ASSIGNED TASK: Convert every line of the listing below into a JSON list of strings, one string per line, skipping blank lines. Leave the pictures out of your answer.

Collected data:
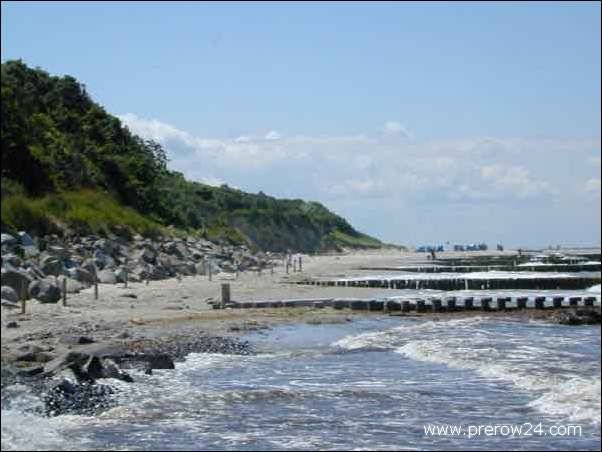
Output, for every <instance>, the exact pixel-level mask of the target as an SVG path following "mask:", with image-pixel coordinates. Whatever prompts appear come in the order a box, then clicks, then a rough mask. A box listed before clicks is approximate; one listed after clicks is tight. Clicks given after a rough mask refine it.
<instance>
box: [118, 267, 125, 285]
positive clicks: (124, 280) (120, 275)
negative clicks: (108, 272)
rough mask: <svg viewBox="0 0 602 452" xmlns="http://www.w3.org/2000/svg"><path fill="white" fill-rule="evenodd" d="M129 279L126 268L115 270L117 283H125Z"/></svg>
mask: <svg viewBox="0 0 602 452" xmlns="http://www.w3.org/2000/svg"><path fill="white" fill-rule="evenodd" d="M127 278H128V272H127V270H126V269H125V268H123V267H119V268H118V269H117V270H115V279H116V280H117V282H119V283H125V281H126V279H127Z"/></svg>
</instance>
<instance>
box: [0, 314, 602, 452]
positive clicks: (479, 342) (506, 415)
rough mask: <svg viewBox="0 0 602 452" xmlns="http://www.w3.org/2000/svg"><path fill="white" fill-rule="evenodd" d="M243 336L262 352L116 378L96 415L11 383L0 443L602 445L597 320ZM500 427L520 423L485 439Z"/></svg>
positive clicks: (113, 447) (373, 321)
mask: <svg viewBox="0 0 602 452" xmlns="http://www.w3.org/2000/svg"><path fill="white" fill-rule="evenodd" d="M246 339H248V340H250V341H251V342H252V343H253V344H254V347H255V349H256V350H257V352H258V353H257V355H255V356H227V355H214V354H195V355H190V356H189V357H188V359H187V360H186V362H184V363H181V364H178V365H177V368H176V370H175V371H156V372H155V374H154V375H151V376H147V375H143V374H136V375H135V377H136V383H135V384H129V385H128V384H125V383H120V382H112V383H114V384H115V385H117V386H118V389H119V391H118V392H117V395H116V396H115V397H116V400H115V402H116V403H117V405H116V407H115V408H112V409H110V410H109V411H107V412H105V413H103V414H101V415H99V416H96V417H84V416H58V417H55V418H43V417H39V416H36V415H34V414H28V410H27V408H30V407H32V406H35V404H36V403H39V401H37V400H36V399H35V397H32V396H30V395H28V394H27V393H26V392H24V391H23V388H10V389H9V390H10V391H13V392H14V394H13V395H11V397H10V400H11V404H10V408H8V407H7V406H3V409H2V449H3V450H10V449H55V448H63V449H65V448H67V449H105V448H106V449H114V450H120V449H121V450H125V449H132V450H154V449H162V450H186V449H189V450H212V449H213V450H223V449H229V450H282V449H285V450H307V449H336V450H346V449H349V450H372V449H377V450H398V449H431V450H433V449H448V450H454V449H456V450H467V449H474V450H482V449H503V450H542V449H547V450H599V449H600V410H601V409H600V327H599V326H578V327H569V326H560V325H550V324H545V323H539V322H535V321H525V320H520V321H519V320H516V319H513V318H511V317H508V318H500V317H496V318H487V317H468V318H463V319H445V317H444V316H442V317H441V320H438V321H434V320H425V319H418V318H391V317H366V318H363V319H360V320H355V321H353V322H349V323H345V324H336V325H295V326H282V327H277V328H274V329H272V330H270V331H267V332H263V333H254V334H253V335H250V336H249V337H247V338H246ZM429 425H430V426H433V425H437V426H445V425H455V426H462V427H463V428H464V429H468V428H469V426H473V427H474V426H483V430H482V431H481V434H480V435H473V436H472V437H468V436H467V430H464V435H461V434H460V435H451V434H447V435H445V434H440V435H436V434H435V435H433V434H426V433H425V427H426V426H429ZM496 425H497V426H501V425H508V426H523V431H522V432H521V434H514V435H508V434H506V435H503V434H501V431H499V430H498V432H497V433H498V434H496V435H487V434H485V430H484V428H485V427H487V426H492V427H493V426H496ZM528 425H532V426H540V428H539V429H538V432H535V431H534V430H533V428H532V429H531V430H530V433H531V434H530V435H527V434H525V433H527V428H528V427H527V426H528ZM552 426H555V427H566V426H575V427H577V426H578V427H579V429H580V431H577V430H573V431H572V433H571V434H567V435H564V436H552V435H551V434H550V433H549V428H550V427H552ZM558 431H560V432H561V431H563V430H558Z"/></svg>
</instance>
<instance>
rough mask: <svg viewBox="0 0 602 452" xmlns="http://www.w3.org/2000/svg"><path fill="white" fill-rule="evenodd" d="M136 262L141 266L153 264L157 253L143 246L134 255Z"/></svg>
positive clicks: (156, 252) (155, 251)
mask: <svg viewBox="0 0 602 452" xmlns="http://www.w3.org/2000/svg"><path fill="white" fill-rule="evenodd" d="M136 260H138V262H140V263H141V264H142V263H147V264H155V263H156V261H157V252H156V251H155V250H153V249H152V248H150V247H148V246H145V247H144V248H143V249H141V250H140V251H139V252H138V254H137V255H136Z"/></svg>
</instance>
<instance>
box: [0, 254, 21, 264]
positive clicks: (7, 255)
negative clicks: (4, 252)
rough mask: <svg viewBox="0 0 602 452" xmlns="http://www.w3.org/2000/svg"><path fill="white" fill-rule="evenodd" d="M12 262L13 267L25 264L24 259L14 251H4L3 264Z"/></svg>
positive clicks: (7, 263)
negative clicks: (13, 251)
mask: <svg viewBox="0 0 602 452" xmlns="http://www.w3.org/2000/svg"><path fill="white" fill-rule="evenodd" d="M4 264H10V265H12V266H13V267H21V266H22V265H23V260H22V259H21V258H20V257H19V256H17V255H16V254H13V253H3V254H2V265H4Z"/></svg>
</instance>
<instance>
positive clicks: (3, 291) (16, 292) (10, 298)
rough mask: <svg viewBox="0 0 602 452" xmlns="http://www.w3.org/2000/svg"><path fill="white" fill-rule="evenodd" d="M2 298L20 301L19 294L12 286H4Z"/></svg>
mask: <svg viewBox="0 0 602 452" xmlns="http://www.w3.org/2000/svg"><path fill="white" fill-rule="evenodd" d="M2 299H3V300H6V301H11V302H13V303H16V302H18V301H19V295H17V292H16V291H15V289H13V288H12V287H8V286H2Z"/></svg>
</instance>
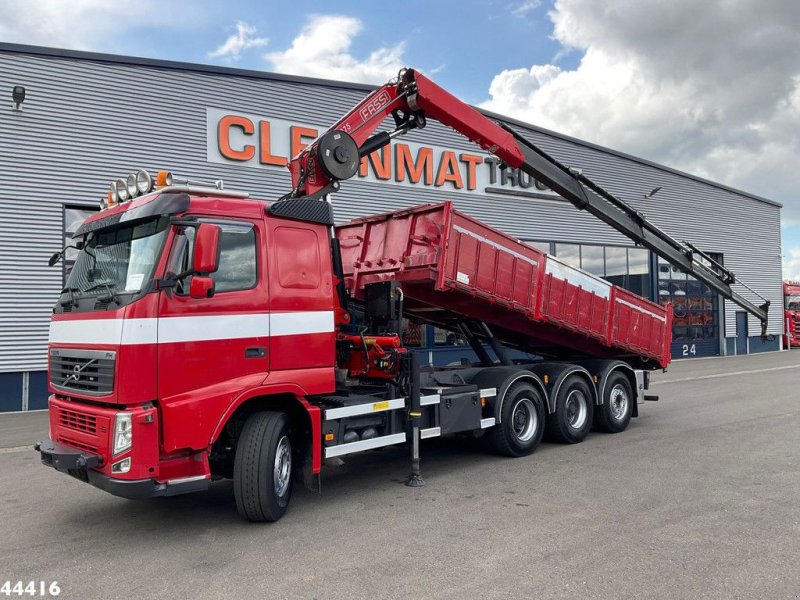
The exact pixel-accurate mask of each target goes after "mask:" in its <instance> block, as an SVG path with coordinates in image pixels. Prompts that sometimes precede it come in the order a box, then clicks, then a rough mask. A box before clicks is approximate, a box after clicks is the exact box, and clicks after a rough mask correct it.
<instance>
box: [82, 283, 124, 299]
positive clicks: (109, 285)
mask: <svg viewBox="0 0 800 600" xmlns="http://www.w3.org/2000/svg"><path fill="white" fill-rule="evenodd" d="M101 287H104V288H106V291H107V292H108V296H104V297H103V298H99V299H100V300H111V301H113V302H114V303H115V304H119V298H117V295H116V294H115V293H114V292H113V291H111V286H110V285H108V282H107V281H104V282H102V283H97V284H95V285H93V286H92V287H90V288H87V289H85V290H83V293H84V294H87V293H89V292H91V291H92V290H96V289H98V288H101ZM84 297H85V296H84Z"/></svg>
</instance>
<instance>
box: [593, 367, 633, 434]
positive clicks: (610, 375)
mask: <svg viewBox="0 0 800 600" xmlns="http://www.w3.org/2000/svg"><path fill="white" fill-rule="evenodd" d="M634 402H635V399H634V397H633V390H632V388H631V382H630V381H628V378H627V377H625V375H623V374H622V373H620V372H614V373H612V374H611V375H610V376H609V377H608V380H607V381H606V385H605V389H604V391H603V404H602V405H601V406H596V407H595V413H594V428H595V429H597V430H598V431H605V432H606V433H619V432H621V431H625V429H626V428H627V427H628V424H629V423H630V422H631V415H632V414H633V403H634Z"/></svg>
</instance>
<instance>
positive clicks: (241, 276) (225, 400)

RESULT FOR THIS EXERCISE:
[
  "Output, for every <instance>, the exact pixel-level mask of the target as an SVG path following \"mask:\", with image-pixel coordinates. Whatever prompts appear come in the order a box, then clicks, then a rough mask. A box listed before clicks is approximate; one listed after clicks is tight. Clicks given after a rough mask refine it.",
  "<instance>",
  "box: [118, 267, 125, 285]",
  "positive clicks: (124, 280) (120, 275)",
  "negative clicks: (108, 272)",
  "rough mask: <svg viewBox=\"0 0 602 452\" xmlns=\"http://www.w3.org/2000/svg\"><path fill=\"white\" fill-rule=\"evenodd\" d=\"M129 279L126 268L115 270L117 283H125Z\"/></svg>",
  "mask: <svg viewBox=\"0 0 602 452\" xmlns=\"http://www.w3.org/2000/svg\"><path fill=\"white\" fill-rule=\"evenodd\" d=\"M127 278H128V272H127V270H126V269H125V268H123V267H119V268H118V269H117V270H115V279H116V280H117V282H119V283H125V281H126V279H127Z\"/></svg>",
  "</instance>",
  "<instance>",
  "box: [0, 314, 602, 452]",
  "positive clicks: (479, 342) (506, 415)",
  "rough mask: <svg viewBox=\"0 0 602 452\" xmlns=\"http://www.w3.org/2000/svg\"><path fill=\"white\" fill-rule=\"evenodd\" d=\"M243 336L262 352L116 378L96 415L11 383L0 443L602 445L597 320ZM500 427L520 423L485 439Z\"/></svg>",
  "positive clicks: (113, 447) (373, 321)",
  "mask: <svg viewBox=\"0 0 602 452\" xmlns=\"http://www.w3.org/2000/svg\"><path fill=\"white\" fill-rule=\"evenodd\" d=\"M246 339H248V340H250V341H251V342H252V343H253V344H254V347H255V349H256V350H257V352H258V353H257V355H255V356H227V355H214V354H195V355H190V356H189V357H188V359H187V360H186V362H184V363H181V364H178V365H177V368H176V370H175V371H156V372H155V374H154V375H151V376H147V375H143V374H136V375H135V377H136V383H135V384H129V385H128V384H125V383H120V382H112V383H114V384H115V385H117V386H118V389H119V391H118V392H117V395H116V396H115V397H116V400H115V402H116V403H117V405H116V407H115V408H112V409H110V410H109V411H107V412H105V413H103V414H101V415H99V416H96V417H84V416H58V417H55V418H43V417H39V416H36V415H34V414H28V410H27V408H30V407H32V406H35V404H36V403H39V401H37V400H36V399H35V397H32V396H30V395H28V394H27V393H26V392H24V391H23V388H10V389H9V390H10V391H13V392H14V394H13V395H11V397H10V400H11V404H10V408H8V407H7V406H3V409H2V449H3V450H10V449H55V448H63V449H65V448H67V449H105V448H106V449H114V450H120V449H121V450H125V449H132V450H154V449H162V450H186V449H189V450H212V449H213V450H223V449H229V450H282V449H285V450H307V449H336V450H346V449H349V450H372V449H377V450H398V449H431V450H433V449H448V450H454V449H456V450H467V449H474V450H482V449H503V450H542V449H547V450H599V449H600V410H601V409H600V327H599V326H578V327H569V326H560V325H550V324H545V323H539V322H535V321H525V320H520V321H519V320H516V319H513V318H511V317H508V318H500V317H496V318H487V317H468V318H463V319H445V317H444V316H442V317H441V320H438V321H434V320H425V319H418V318H391V317H366V318H363V319H360V320H355V321H353V322H349V323H345V324H336V325H295V326H282V327H277V328H274V329H272V330H270V331H267V332H263V333H254V334H253V335H250V336H249V337H247V338H246ZM429 425H430V426H433V425H437V426H445V425H455V426H462V427H463V428H464V429H468V428H469V426H473V427H474V426H483V430H482V431H481V434H480V435H473V436H472V437H468V436H467V430H464V435H461V434H460V435H451V434H447V435H445V434H440V435H436V434H435V435H433V434H426V433H425V427H426V426H429ZM496 425H497V426H501V425H508V426H523V431H522V432H521V434H514V435H508V434H506V435H503V434H501V431H499V430H498V432H497V433H498V434H496V435H487V434H485V430H484V428H485V427H487V426H492V427H493V426H496ZM528 425H532V426H540V428H539V429H538V432H535V431H534V430H533V428H532V429H531V430H530V433H531V434H530V435H527V434H525V433H527V428H528V427H527V426H528ZM552 426H555V427H566V426H575V427H577V426H578V427H579V429H580V431H577V430H573V431H572V433H571V434H567V435H564V436H552V435H551V434H550V433H549V428H550V427H552ZM558 431H560V432H561V431H563V430H558Z\"/></svg>",
  "</instance>",
  "<instance>",
  "rough mask: <svg viewBox=\"0 0 602 452\" xmlns=\"http://www.w3.org/2000/svg\"><path fill=\"white\" fill-rule=\"evenodd\" d=\"M136 262L141 266L153 264L157 253L143 246L134 255Z\"/></svg>",
  "positive clicks: (156, 252) (155, 251)",
  "mask: <svg viewBox=\"0 0 602 452\" xmlns=\"http://www.w3.org/2000/svg\"><path fill=\"white\" fill-rule=\"evenodd\" d=\"M136 260H138V262H140V263H141V264H142V263H147V264H155V263H156V261H157V252H156V251H155V250H153V249H152V248H150V247H148V246H145V247H144V248H143V249H141V250H140V251H139V252H138V254H137V255H136Z\"/></svg>",
  "</instance>",
  "<instance>",
  "box: [0, 254, 21, 264]",
  "positive clicks: (7, 255)",
  "negative clicks: (4, 252)",
  "rough mask: <svg viewBox=\"0 0 602 452\" xmlns=\"http://www.w3.org/2000/svg\"><path fill=\"white\" fill-rule=\"evenodd\" d=\"M12 262L13 267L25 264L24 259L14 251H4L3 264Z\"/></svg>",
  "positive clicks: (7, 263)",
  "negative clicks: (13, 251)",
  "mask: <svg viewBox=\"0 0 602 452\" xmlns=\"http://www.w3.org/2000/svg\"><path fill=\"white\" fill-rule=\"evenodd\" d=\"M4 264H10V265H12V266H13V267H21V266H22V265H23V260H22V259H21V258H20V257H19V256H17V255H16V254H13V253H3V254H2V265H4Z\"/></svg>",
  "</instance>",
  "<instance>",
  "positive clicks: (3, 291) (16, 292) (10, 298)",
  "rough mask: <svg viewBox=\"0 0 602 452\" xmlns=\"http://www.w3.org/2000/svg\"><path fill=\"white\" fill-rule=\"evenodd\" d=\"M2 298L20 301L19 294L12 286H4Z\"/></svg>",
  "mask: <svg viewBox=\"0 0 602 452\" xmlns=\"http://www.w3.org/2000/svg\"><path fill=\"white\" fill-rule=\"evenodd\" d=\"M2 299H3V300H6V301H11V302H13V303H16V302H18V301H19V295H17V292H16V291H15V289H13V288H12V287H8V286H2Z\"/></svg>",
  "</instance>",
  "The exact pixel-accurate mask of each target goes after \"mask:\" in its <instance> block, as an SVG path with coordinates in image pixels. Prompts that sometimes precede it come in the order a box, then clicks, then a rough mask. A box before clicks is approximate, a box after clicks is the exact box, and clicks after a rough mask correct it.",
  "<instance>",
  "box: [82, 283, 124, 299]",
  "positive clicks: (109, 285)",
  "mask: <svg viewBox=\"0 0 800 600\" xmlns=\"http://www.w3.org/2000/svg\"><path fill=\"white\" fill-rule=\"evenodd\" d=\"M101 287H104V288H106V291H107V292H108V296H104V297H103V298H99V299H100V300H111V301H113V302H114V303H115V304H119V298H117V295H116V294H115V293H114V292H113V291H111V286H110V285H108V282H107V281H104V282H102V283H97V284H95V285H93V286H92V287H90V288H87V289H85V290H83V293H84V294H87V293H89V292H91V291H92V290H96V289H98V288H101ZM84 297H85V296H84Z\"/></svg>",
  "</instance>",
  "<instance>",
  "box: [593, 367, 633, 434]",
  "positive clicks: (610, 375)",
  "mask: <svg viewBox=\"0 0 800 600\" xmlns=\"http://www.w3.org/2000/svg\"><path fill=\"white\" fill-rule=\"evenodd\" d=\"M634 402H635V399H634V397H633V390H632V388H631V382H630V381H628V378H627V377H625V375H623V374H622V373H620V372H614V373H612V374H611V375H610V376H609V377H608V380H607V381H606V385H605V389H604V391H603V404H602V405H601V406H596V407H595V413H594V428H595V429H597V430H598V431H605V432H606V433H619V432H621V431H625V429H626V428H627V427H628V424H629V423H630V422H631V415H632V414H633V403H634Z\"/></svg>",
  "</instance>",
  "<instance>",
  "positive clicks: (241, 276) (225, 400)"
]